In the entries below, count each line where "spider" appears. Give the total and nothing more.

**DATA IN THIS EXERCISE**
:::::

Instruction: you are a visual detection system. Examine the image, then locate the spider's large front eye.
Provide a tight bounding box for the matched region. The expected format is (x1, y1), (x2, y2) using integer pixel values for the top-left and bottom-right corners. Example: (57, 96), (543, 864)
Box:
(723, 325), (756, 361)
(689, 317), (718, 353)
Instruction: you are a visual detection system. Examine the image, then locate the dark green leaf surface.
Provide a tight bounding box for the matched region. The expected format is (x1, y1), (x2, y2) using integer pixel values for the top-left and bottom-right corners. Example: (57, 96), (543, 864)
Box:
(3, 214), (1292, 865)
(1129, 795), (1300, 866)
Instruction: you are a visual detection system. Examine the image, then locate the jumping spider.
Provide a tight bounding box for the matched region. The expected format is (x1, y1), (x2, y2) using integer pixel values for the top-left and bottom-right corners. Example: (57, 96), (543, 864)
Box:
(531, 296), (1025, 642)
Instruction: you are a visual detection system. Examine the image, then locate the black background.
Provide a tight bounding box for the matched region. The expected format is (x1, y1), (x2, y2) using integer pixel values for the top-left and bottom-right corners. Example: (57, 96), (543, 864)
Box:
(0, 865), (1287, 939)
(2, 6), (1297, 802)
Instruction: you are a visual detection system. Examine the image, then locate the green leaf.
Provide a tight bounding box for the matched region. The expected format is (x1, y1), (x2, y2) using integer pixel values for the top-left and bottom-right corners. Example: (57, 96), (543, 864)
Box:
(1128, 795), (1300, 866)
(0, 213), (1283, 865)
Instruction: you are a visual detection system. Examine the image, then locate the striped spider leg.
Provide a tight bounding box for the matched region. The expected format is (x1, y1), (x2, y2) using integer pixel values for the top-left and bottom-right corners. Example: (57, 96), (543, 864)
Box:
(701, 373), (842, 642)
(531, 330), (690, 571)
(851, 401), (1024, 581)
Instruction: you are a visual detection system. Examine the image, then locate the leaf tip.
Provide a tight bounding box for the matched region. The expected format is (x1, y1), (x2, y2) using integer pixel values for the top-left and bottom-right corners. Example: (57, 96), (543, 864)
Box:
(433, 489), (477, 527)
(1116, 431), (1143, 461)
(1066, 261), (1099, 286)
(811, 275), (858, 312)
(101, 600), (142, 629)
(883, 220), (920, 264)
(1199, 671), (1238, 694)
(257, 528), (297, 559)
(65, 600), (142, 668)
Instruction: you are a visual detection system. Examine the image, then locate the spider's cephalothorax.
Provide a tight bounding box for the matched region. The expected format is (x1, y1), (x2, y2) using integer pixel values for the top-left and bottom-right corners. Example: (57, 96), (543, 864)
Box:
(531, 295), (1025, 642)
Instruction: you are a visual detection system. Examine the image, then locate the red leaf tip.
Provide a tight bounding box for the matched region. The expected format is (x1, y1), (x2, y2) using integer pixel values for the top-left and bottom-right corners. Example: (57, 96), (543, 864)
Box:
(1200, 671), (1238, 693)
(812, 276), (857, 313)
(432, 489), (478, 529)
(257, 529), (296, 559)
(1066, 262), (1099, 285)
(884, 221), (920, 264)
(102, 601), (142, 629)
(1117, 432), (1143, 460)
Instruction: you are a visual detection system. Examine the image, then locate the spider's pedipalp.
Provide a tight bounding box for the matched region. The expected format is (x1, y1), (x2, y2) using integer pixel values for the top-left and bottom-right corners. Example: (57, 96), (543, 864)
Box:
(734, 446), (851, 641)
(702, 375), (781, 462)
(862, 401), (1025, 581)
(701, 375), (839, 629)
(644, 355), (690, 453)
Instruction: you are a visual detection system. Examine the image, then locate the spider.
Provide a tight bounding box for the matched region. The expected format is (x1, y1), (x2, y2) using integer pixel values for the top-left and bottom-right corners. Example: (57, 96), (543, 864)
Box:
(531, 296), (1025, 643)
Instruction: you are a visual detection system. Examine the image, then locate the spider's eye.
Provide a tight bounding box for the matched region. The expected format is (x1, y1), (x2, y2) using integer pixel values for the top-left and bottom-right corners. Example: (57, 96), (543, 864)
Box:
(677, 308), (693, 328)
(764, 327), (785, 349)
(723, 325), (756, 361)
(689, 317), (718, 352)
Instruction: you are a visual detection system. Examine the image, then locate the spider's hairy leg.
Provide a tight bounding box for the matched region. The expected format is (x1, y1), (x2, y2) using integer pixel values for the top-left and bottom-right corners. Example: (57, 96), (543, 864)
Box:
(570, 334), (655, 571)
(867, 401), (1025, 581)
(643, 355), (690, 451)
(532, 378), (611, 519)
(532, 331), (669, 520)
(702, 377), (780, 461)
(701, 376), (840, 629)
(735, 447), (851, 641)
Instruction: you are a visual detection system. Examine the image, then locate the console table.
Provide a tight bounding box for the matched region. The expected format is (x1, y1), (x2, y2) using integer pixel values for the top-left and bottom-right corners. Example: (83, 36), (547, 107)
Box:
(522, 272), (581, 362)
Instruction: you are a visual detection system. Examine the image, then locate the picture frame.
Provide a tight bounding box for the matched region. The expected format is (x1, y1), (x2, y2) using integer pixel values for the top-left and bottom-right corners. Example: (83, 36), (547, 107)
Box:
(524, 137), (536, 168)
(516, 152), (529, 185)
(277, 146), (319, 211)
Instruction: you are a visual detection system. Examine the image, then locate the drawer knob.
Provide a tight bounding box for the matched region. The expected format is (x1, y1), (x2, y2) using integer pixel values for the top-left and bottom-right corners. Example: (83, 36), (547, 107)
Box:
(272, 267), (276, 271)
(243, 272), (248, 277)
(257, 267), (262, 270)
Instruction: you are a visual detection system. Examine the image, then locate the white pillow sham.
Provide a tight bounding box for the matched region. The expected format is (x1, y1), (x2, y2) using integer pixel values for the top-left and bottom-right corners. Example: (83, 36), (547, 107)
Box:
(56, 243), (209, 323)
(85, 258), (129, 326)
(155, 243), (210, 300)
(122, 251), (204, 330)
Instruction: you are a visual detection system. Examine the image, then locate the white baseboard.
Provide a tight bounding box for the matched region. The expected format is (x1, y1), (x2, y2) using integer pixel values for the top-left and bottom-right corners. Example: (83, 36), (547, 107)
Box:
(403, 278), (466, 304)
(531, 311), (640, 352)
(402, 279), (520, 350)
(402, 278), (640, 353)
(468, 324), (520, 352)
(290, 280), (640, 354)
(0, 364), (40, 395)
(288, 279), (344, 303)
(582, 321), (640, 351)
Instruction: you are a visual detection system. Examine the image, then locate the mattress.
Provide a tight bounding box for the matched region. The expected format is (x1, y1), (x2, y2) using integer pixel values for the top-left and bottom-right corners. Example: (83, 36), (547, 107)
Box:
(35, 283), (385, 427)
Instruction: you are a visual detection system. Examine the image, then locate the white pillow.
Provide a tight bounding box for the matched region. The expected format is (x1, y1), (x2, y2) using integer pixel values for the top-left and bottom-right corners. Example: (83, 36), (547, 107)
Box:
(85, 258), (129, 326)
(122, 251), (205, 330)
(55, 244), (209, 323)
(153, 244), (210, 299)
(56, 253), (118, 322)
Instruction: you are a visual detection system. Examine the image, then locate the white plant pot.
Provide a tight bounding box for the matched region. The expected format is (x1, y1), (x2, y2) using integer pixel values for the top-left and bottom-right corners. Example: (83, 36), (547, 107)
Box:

:::::

**ANSWER FOR THIS EXERCISE**
8